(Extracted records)
%%
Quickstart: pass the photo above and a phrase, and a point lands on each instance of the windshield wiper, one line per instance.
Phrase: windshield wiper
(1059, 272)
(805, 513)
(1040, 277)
%%
Problem description
All of the data above must be set down again exactly.

Answer section
Quickstart: pass the photo above and a phrase, and a point lands on each instance of the windshield wiper, one line per instance.
Phrase: windshield wiper
(1059, 272)
(805, 513)
(1040, 277)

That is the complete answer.